_What to do_:
Determine which lines of the records include the word "below", and copy them.

_Given data_:

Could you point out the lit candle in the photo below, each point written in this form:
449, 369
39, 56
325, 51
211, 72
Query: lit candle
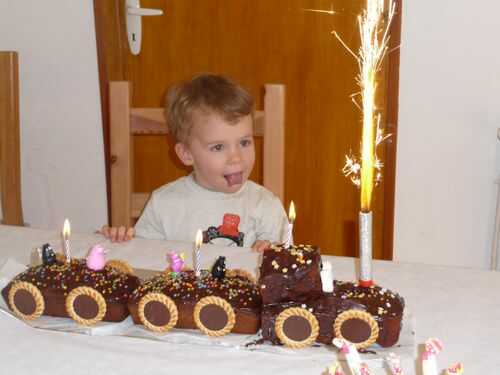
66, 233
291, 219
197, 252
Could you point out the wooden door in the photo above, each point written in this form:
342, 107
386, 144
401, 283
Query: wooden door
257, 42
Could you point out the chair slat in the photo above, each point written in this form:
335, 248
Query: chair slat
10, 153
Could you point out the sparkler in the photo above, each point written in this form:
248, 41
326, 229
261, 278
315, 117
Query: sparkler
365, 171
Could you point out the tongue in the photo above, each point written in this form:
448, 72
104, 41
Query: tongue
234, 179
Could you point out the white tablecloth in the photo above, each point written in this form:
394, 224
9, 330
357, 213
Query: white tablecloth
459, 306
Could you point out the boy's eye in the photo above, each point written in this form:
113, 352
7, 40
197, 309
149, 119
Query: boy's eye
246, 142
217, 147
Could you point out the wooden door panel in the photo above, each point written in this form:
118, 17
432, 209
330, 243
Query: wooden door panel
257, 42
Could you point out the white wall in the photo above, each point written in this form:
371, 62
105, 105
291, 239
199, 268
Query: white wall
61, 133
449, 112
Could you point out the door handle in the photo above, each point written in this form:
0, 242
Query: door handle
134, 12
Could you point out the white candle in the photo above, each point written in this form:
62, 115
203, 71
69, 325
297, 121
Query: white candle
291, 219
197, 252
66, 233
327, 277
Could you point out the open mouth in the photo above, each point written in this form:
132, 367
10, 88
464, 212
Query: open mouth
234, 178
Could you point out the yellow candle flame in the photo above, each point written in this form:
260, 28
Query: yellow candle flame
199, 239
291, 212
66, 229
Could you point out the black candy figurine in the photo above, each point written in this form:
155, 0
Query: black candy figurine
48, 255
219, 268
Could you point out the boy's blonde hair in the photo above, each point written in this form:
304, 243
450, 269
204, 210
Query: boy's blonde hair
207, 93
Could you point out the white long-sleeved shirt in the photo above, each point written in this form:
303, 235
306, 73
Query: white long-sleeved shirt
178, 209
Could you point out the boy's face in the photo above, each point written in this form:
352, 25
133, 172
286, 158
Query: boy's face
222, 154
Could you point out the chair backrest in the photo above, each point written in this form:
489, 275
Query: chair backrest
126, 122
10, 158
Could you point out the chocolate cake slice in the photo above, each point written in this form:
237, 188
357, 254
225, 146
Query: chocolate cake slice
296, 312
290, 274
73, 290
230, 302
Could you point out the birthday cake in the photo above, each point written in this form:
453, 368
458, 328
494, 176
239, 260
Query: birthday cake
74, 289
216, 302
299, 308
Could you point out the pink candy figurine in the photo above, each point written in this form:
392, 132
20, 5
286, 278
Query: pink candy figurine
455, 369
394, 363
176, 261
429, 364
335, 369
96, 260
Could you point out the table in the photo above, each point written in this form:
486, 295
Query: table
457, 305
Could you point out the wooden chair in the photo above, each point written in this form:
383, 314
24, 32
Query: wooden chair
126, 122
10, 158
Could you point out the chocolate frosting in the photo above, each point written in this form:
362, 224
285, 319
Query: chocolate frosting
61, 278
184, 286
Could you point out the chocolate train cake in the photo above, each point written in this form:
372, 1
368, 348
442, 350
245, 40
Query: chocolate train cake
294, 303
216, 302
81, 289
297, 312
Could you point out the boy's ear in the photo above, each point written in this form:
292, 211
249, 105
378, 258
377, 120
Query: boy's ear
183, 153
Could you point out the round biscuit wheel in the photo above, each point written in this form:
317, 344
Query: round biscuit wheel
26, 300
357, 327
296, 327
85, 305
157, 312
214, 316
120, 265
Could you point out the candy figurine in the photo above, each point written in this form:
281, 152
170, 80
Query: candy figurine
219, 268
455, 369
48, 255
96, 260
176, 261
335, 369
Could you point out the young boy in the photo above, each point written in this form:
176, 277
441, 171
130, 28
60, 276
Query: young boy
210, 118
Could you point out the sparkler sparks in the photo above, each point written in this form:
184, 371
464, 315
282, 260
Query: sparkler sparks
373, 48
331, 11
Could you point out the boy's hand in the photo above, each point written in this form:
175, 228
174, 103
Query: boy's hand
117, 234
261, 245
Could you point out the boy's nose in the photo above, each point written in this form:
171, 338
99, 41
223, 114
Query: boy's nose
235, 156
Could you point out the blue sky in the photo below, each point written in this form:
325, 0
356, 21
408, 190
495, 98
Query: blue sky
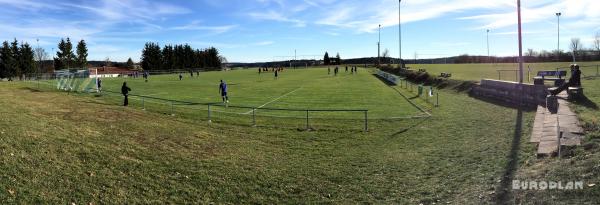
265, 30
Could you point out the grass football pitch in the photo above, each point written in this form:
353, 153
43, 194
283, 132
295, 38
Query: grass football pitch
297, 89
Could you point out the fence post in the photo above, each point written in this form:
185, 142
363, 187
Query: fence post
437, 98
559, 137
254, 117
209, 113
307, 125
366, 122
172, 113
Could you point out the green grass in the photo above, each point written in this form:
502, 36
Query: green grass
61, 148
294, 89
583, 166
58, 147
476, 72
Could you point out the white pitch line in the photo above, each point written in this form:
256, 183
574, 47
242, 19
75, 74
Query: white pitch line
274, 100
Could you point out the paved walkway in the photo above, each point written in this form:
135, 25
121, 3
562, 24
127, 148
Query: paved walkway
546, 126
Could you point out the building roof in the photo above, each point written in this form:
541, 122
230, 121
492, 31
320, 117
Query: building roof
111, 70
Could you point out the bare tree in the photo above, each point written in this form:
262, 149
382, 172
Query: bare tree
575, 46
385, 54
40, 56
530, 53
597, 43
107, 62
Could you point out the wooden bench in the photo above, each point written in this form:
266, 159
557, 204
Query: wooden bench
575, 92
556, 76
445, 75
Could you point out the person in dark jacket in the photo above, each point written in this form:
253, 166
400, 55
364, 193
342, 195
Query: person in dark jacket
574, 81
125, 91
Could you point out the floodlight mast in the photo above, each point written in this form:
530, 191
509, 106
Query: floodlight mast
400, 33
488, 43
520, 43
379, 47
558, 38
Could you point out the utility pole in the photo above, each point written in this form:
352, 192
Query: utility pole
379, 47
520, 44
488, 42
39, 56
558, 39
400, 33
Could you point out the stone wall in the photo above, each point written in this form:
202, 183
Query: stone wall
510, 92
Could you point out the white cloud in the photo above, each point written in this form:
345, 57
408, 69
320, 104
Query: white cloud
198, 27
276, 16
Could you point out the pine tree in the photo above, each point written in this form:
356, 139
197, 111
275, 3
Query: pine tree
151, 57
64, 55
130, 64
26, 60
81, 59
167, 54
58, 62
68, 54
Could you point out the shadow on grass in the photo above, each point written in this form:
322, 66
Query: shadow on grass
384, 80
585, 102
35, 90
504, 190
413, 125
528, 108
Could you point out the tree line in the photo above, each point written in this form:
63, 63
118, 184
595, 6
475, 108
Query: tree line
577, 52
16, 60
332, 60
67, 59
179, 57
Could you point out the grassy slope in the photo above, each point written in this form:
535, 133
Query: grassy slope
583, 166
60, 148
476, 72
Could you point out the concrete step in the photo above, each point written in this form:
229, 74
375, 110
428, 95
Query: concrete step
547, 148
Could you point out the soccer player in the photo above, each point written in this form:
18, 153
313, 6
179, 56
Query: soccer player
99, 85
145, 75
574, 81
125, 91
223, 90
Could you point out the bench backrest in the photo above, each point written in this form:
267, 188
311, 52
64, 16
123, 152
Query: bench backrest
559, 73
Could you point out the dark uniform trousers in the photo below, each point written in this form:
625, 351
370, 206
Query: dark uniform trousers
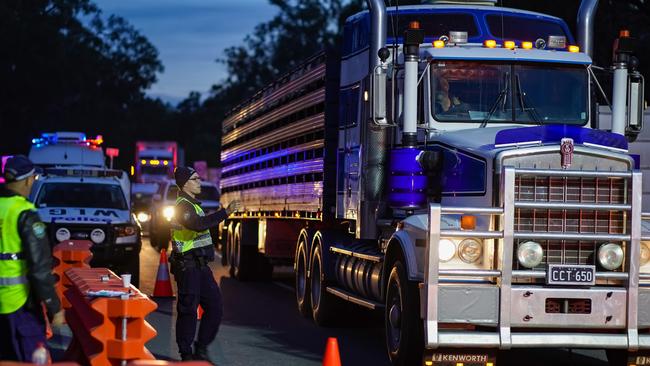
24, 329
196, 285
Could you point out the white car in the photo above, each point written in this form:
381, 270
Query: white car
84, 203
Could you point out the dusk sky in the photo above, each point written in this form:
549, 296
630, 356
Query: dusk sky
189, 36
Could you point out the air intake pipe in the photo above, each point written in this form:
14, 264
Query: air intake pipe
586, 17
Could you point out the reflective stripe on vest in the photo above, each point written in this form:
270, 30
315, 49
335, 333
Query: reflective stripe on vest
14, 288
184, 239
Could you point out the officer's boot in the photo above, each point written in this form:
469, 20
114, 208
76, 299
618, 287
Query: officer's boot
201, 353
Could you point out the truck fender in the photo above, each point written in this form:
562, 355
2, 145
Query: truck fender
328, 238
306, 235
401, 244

_Solution_:
Could you point out the lit candle in the photo below, each point written in this form:
Could you point out the blue sky in the photo below, each point written in this form:
Could you point out the dark uniform trousers in the photo below, each point written in this form:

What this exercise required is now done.